(Work item) Your answer should be the line containing "this form: (103,49)." and every line after it to the end of the records below, word for word.

(Records supplied)
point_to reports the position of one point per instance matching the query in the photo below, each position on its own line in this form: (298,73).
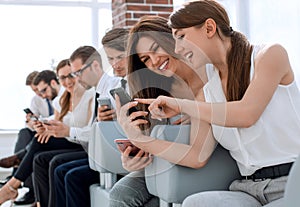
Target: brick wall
(126,12)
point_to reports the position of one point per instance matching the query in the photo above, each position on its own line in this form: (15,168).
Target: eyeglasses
(80,71)
(63,78)
(44,90)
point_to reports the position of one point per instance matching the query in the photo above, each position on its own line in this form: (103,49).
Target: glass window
(36,38)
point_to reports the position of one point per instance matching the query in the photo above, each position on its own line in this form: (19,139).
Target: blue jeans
(131,191)
(72,181)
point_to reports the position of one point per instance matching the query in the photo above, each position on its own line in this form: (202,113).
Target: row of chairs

(Exercise response)
point_to reports the position of one point per instance matching the query in the photo above, each position on its own line in this form: (103,49).
Target: glass window
(36,38)
point_to reports the position of one point per instance matching the query in the photo above, each position on its own line in this form: (19,139).
Target: blue jeans
(131,191)
(72,181)
point_to reports the position of one point per instance matching the query in the photo above, each position on its own line in this form: (202,113).
Target: row of chairs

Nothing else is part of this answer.